_EXERCISE MATERIAL_
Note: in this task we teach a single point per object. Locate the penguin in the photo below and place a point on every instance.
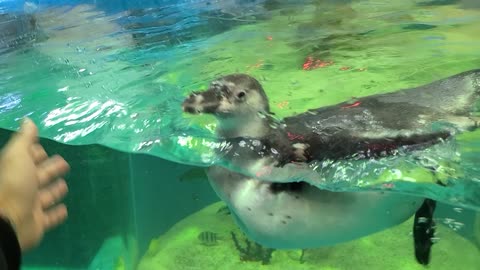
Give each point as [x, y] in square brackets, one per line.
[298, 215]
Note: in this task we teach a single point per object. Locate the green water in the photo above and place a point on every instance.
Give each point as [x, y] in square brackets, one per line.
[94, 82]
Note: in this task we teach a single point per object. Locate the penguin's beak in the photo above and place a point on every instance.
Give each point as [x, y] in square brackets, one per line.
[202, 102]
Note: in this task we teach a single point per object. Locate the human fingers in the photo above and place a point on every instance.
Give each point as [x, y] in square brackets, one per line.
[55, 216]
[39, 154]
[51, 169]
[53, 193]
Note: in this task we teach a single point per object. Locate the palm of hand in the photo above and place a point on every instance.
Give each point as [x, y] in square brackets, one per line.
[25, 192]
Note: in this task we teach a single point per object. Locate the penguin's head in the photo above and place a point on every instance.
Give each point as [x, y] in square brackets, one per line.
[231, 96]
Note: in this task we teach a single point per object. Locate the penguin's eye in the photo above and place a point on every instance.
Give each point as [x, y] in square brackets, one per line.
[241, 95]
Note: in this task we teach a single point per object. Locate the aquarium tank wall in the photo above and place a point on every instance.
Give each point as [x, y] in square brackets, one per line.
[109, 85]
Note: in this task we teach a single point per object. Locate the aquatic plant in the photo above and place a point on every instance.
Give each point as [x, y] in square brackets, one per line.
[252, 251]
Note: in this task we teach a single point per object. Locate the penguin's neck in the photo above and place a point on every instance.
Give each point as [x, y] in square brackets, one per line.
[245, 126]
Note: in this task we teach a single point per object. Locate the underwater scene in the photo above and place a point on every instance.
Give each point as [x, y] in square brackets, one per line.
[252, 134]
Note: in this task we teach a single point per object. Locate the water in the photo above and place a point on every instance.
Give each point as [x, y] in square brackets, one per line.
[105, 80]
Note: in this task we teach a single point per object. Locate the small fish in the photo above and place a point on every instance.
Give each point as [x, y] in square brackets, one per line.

_WHAT IS ASKED_
Begin at the line that contains "the penguin's neck", include that line, and stop at the end of the records. Rewrite every line in that span, requests included, and shift each x and y coordinate in the answers by adding 97.

_TASK RESPONSE_
Note: in this task we teach a single point per object. Locate the penguin's neck in the photo above and place a point on every instance.
Give each point as [x, y] in square brackets, one per line.
[342, 223]
Note: in this task we teach a single point per object. Locate the underwater scene in the photo above and place a point on every instance.
Give each point as [x, y] in square brackets, one per line.
[349, 231]
Note: in this task we teach a single point per object. Locate the water in the photo above and place a point on every instance.
Give each point as [x, y] in square brackets, one per line.
[202, 177]
Note: in this task we teach a single point per object. Locate the small fish in the photo above and place a point on every instance.
Give each point as [x, y] in square brackets, one per line.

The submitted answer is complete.